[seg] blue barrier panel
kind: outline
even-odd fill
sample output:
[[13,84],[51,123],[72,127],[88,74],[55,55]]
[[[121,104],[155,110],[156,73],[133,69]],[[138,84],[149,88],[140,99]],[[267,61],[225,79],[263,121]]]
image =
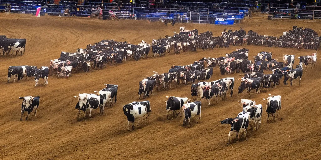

*Stated goal*: Print the whole listing above verbatim, leaving out the picture.

*Complete answer*:
[seg] blue barrier panel
kind: outline
even-odd fill
sample output:
[[13,84],[51,123],[72,127],[88,74],[55,55]]
[[[121,104],[155,110],[156,73],[133,69]],[[138,84],[149,88],[140,99]],[[267,61],[225,79],[263,121]]]
image =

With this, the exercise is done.